Dataset items about object locations:
——

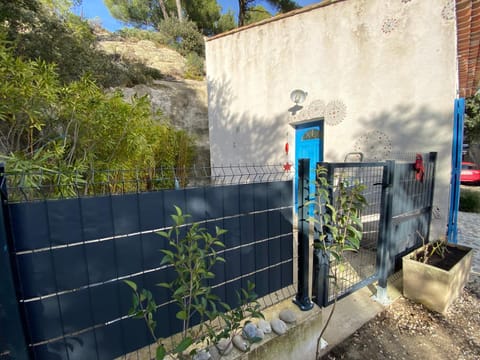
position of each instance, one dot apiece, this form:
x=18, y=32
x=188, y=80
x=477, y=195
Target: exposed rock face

——

- Written problem: Copy every line of the items above word for word, leaving the pictures out.

- Written response:
position of each instance, one dot apiece, this form:
x=18, y=32
x=188, y=80
x=477, y=195
Target: exposed rock face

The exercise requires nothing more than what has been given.